[[ Raw data, beginning ]]
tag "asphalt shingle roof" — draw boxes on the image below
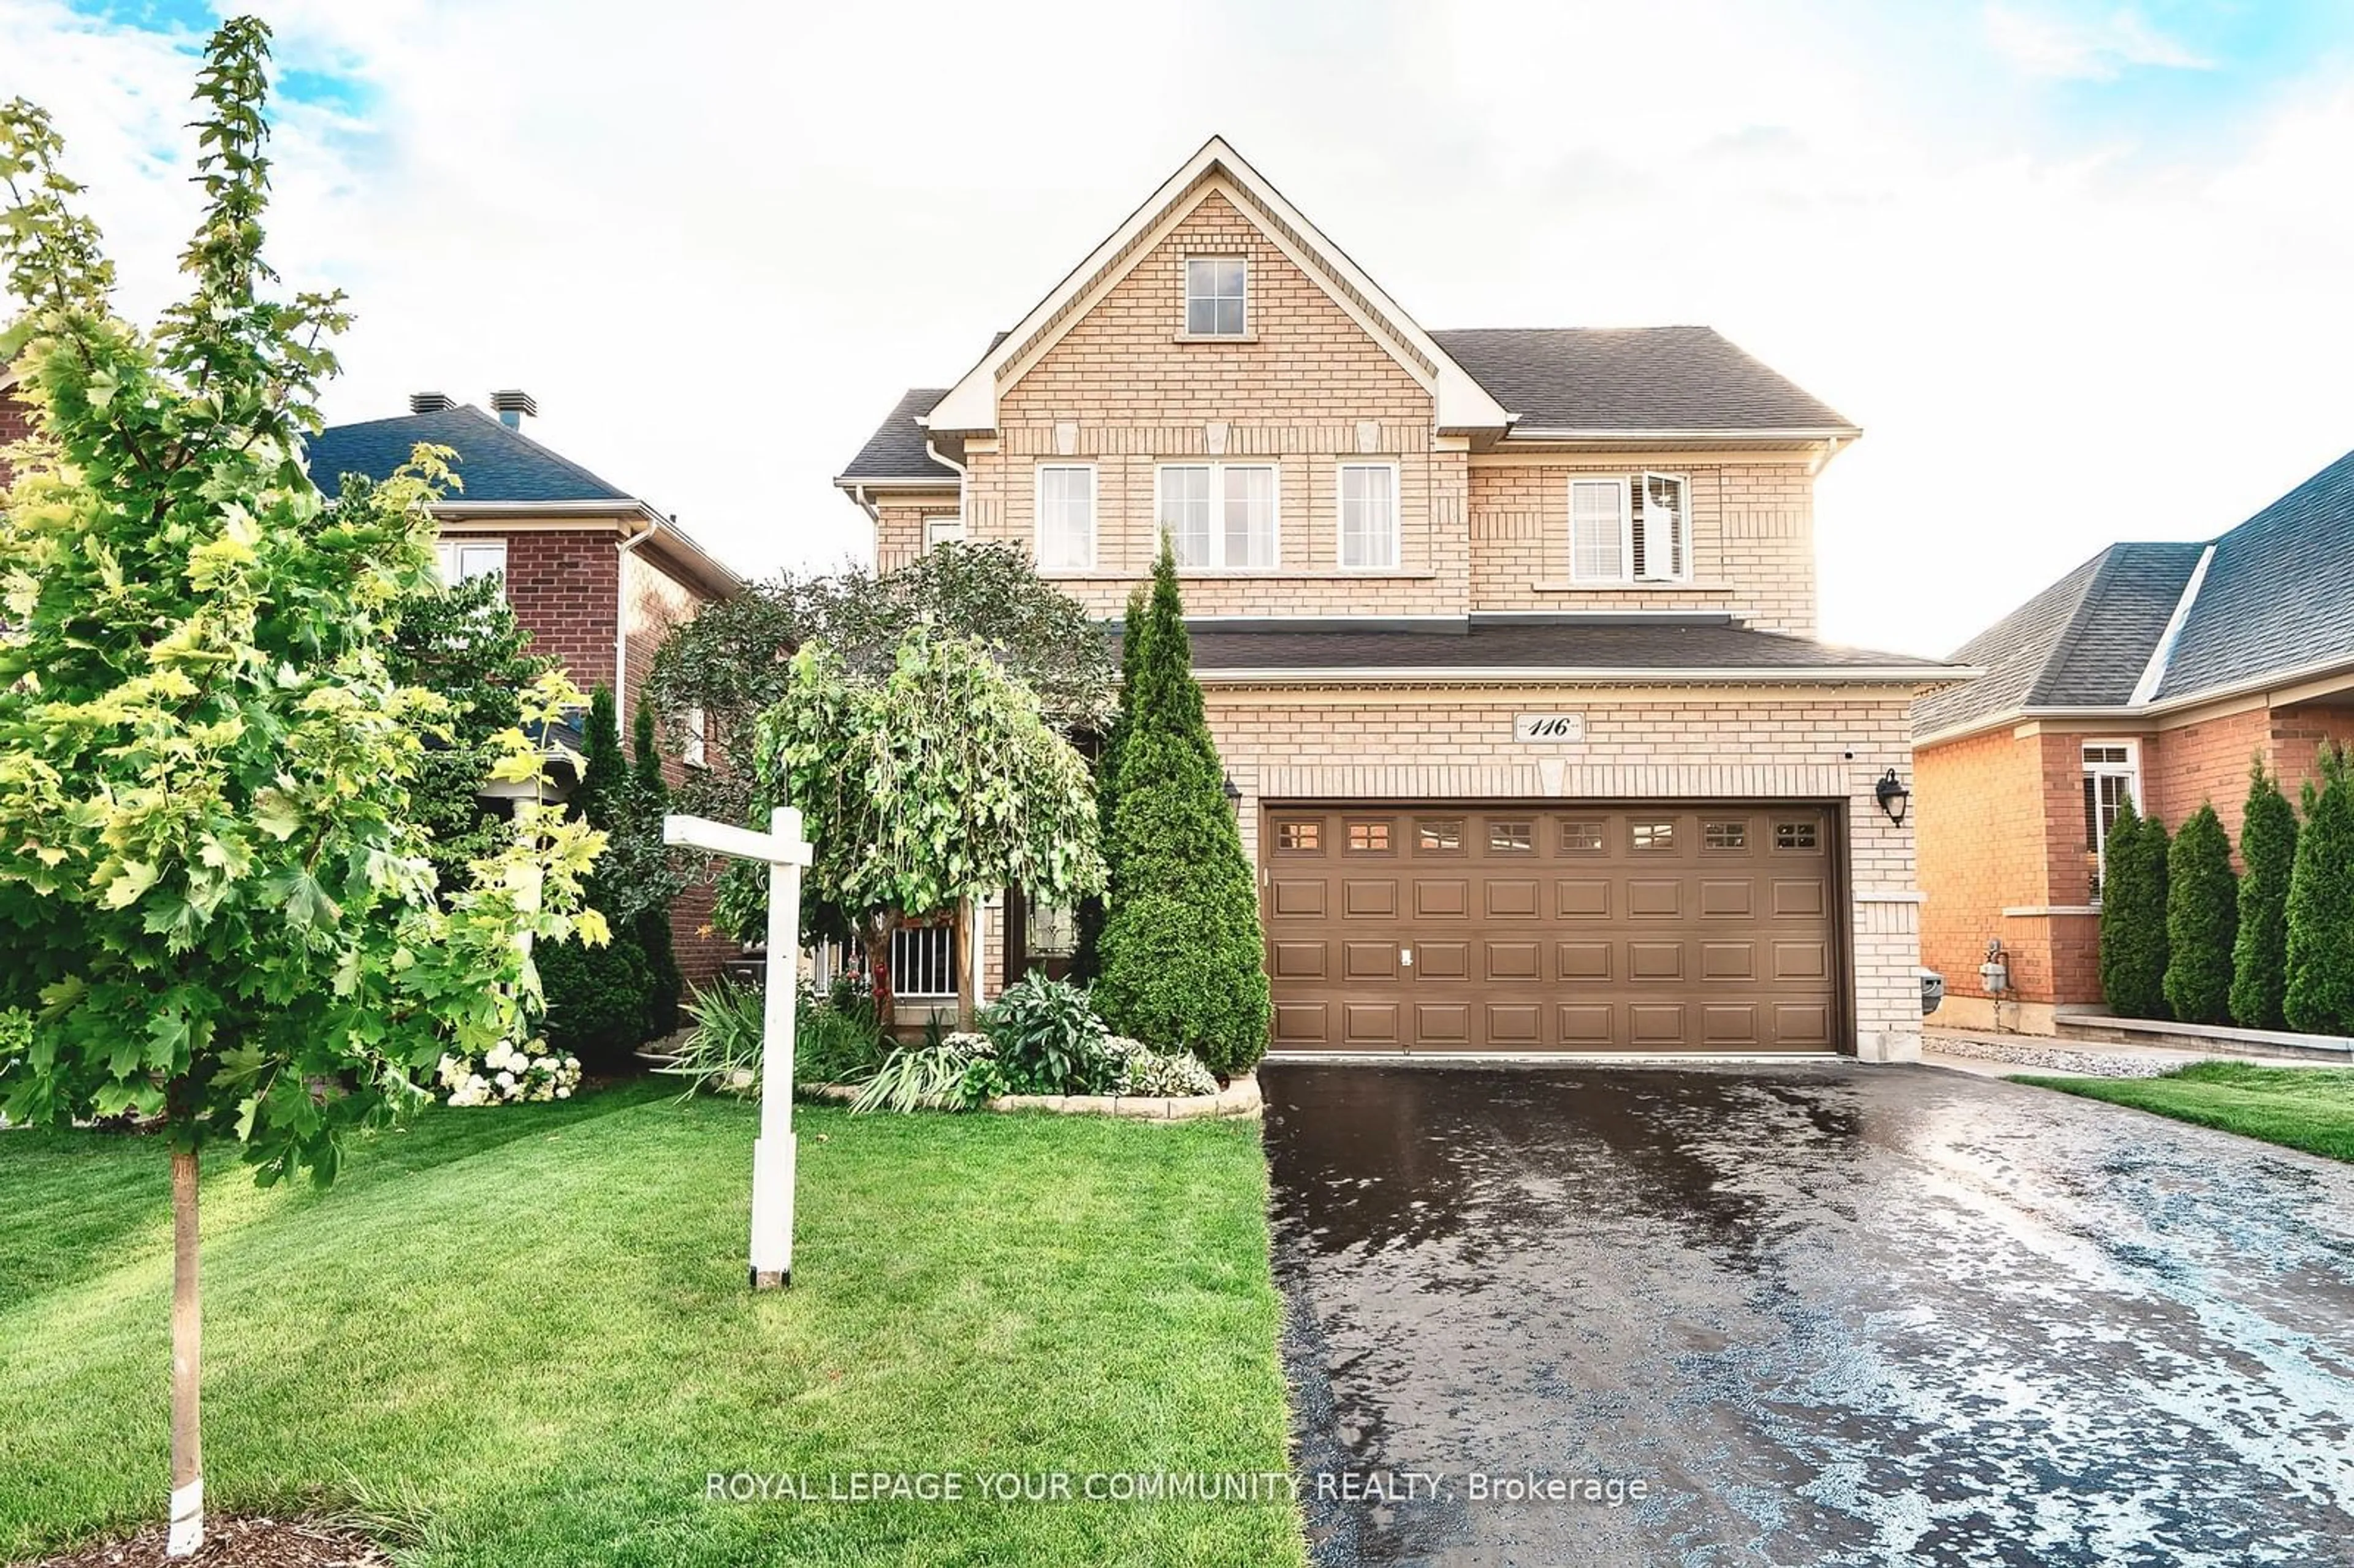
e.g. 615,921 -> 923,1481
1430,327 -> 1854,432
1912,543 -> 2203,737
2158,448 -> 2354,702
840,329 -> 1856,481
305,405 -> 632,503
837,388 -> 958,483
1107,618 -> 1946,676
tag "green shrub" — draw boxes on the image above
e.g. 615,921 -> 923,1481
2163,802 -> 2236,1025
2231,761 -> 2299,1030
1073,586 -> 1148,983
796,984 -> 886,1088
535,925 -> 656,1066
2098,797 -> 2171,1020
980,973 -> 1113,1096
1103,1038 -> 1218,1098
631,702 -> 684,1039
2287,744 -> 2354,1034
1094,549 -> 1270,1073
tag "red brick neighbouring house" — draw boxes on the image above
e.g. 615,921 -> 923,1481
308,392 -> 748,984
0,366 -> 30,485
1915,449 -> 2354,1032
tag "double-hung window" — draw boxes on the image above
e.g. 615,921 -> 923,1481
1184,256 -> 1247,336
1568,473 -> 1690,583
1157,463 -> 1277,569
1338,463 -> 1398,570
1035,465 -> 1096,571
2082,742 -> 2141,901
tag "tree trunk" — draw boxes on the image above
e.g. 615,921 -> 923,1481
167,1144 -> 203,1558
954,897 -> 977,1030
867,910 -> 899,1038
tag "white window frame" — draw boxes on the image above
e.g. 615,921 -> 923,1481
921,515 -> 966,553
1032,463 -> 1097,573
1183,254 -> 1249,337
679,706 -> 707,770
1154,462 -> 1279,571
1635,471 -> 1691,583
2082,740 -> 2141,900
1336,461 -> 1400,572
434,538 -> 508,592
1568,477 -> 1630,584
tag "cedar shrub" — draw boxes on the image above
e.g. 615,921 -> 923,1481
1093,549 -> 1270,1072
631,700 -> 684,1038
2162,802 -> 2236,1026
1072,586 -> 1147,983
2230,760 -> 2298,1030
2285,744 -> 2354,1035
536,687 -> 657,1063
2098,796 -> 2170,1020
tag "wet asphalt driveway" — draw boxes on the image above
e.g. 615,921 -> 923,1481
1262,1062 -> 2354,1567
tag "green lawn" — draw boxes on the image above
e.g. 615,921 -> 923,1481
2013,1060 -> 2354,1162
0,1084 -> 1306,1567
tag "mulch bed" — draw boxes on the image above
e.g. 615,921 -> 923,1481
20,1518 -> 390,1568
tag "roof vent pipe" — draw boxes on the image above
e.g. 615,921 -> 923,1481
490,389 -> 538,430
409,391 -> 453,414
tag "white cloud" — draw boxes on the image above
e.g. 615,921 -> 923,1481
1983,4 -> 2214,80
2,0 -> 2349,662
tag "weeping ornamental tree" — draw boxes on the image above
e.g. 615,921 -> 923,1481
0,25 -> 605,1556
2230,760 -> 2299,1030
752,626 -> 1105,1029
2285,744 -> 2354,1035
2097,797 -> 2170,1020
1095,546 -> 1271,1073
2162,802 -> 2236,1026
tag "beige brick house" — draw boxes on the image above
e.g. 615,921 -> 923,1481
837,138 -> 1960,1061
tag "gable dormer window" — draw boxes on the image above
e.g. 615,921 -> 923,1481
1184,256 -> 1247,337
1569,473 -> 1689,584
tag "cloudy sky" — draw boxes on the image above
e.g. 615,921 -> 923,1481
4,0 -> 2351,657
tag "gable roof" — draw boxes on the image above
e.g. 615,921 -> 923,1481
920,136 -> 1512,438
306,405 -> 633,504
1917,447 -> 2354,740
836,388 -> 958,486
1431,327 -> 1854,436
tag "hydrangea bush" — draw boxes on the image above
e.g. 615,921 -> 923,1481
435,1040 -> 582,1106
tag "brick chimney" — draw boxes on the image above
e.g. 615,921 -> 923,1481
490,389 -> 538,431
409,391 -> 452,414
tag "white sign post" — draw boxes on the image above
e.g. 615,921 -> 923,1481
664,807 -> 814,1290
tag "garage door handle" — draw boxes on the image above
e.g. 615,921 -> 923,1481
1400,948 -> 1412,967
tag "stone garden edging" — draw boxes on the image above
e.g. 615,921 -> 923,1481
807,1071 -> 1262,1119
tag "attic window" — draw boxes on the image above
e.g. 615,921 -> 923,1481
1569,473 -> 1690,584
1185,256 -> 1247,336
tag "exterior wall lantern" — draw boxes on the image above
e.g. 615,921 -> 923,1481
1222,771 -> 1243,815
1875,768 -> 1911,826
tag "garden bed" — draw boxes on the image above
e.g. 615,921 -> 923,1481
18,1515 -> 390,1566
810,1071 -> 1261,1120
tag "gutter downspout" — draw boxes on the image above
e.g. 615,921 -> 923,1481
614,525 -> 656,732
849,483 -> 882,566
924,439 -> 969,528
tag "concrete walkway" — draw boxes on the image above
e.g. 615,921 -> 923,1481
1923,1026 -> 2348,1079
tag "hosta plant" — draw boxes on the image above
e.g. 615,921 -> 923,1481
981,973 -> 1111,1096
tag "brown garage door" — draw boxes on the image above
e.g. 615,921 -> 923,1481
1262,804 -> 1841,1054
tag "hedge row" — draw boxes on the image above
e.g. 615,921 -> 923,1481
2103,750 -> 2354,1035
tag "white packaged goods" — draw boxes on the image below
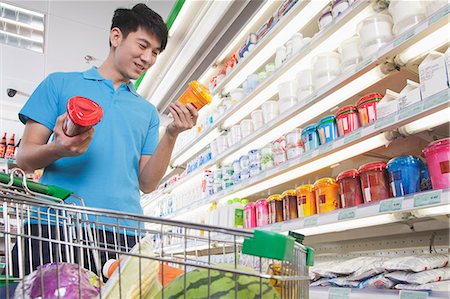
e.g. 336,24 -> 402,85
357,273 -> 396,289
377,89 -> 400,118
347,257 -> 387,281
339,36 -> 362,69
388,0 -> 426,35
382,254 -> 449,272
395,280 -> 450,291
419,51 -> 448,99
386,267 -> 450,285
398,80 -> 421,109
445,47 -> 450,85
358,14 -> 393,58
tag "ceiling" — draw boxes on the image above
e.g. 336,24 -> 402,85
0,0 -> 175,137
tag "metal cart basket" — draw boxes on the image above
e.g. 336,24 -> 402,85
0,169 -> 312,298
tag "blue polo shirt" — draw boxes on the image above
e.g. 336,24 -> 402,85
19,67 -> 160,231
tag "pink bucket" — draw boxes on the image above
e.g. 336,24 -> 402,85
423,138 -> 450,189
244,202 -> 257,228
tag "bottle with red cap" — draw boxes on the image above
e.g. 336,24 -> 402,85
5,133 -> 15,159
0,133 -> 6,158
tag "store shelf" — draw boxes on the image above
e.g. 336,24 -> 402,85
310,286 -> 450,299
163,89 -> 449,219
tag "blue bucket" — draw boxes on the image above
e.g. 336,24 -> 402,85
387,155 -> 423,197
317,115 -> 338,144
301,124 -> 320,151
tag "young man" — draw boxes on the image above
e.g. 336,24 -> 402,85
11,4 -> 197,276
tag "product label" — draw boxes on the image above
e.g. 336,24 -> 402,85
440,160 -> 450,174
364,188 -> 371,202
319,194 -> 326,204
299,195 -> 307,205
414,190 -> 442,207
325,126 -> 330,138
234,209 -> 244,228
304,216 -> 318,227
399,290 -> 428,299
338,208 -> 356,220
343,118 -> 349,131
328,287 -> 351,299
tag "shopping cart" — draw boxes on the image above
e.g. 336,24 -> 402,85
0,169 -> 313,298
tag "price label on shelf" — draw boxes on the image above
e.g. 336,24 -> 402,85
399,290 -> 428,299
391,198 -> 403,211
374,114 -> 396,129
338,208 -> 356,221
304,216 -> 318,228
379,200 -> 392,212
399,104 -> 423,120
379,198 -> 404,212
393,29 -> 415,48
414,190 -> 442,207
302,151 -> 313,161
319,142 -> 333,155
354,57 -> 373,73
344,131 -> 362,144
271,222 -> 283,232
428,5 -> 449,26
328,287 -> 351,299
423,91 -> 449,110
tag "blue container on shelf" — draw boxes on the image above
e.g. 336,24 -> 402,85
[[ Raw data, end ]]
Assignment — Copy out every line of the entries where the string "roof" shows up.

Answer for the task —
tag "asphalt shingle roof" — draw boxes on the image below
tag "roof vent pipe" — draw boxes on the image above
tag "gable roof" — draw boxes on the image above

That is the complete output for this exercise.